_Goal:_ Print, word for word, the stretch of the essay on a missing common culture that begins at the words "The common culture" and stops after "of Greek history.".

_Given passage:_
Dr. Laina Farhat-Holzman  

December 2020

Missing: A Common Culture


Our founding fathers disagreed with each other on many things, foremost among the arguments was that of slavery. But they all shared a common culture, a common language, a common body of scholarship in which they were all educated.

The founders comprised of what was then the elite ruling class: all of them property owners, most of them college educated, except for George Washington and Benjamin Franklin, who were self-educated.

They were all products of the European "Enlightenment," a period in which religion, which had bloodily dominated several centuries of European wars, was replaced by "reason."

The Enlightenment was a period in which colleges looked to ancient Rome and Greece, rather than Christianity, for their value system. The emphasis on Rome and Greece, and mastery of Latin and Greek, dominated higher education. Reading the works and studying the history of the Western World?s first republics inspired the new elites in Colonial America to start thinking about a country not ruled by a king and aristocracy.

Rome and Greece were highly literate cultures. The Greeks began the process of accumulating advanced thought in writing, thinking about politics, forms of government, experiences of travelers (both traders and warriors), and observation replacing superstition and religious explanations for natural phenomena. They were the first to experiment with (limited) democracy in Athens, in which all property-owning males voted publicly for their leaders.

The common culture shared by all the people was provided in the theaters, which presented the plays of four great dramatists. The plays used mythological material from the past, designed to illuminate the meaning of Greek history.

Many of the stories came from the Trojan War that happened many centuries earlier and came down to them in the writing of Homer: The Iliad and The Odyssey. The audiences learned about human character, good and bad; wise and foolish (tragic) leadership; and even about gender wars, both tragic (the Trojan Women) and comic (Lysistrata).

Entries for pointing and labeling
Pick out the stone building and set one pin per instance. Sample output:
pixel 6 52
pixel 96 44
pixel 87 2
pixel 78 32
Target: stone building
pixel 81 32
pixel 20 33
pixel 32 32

_Exercise solution:_
The common culture shared by all the people was provided in the theaters, which presented the plays of four great dramatists. The plays used mythological material from the past, designed to illuminate the meaning of Greek history.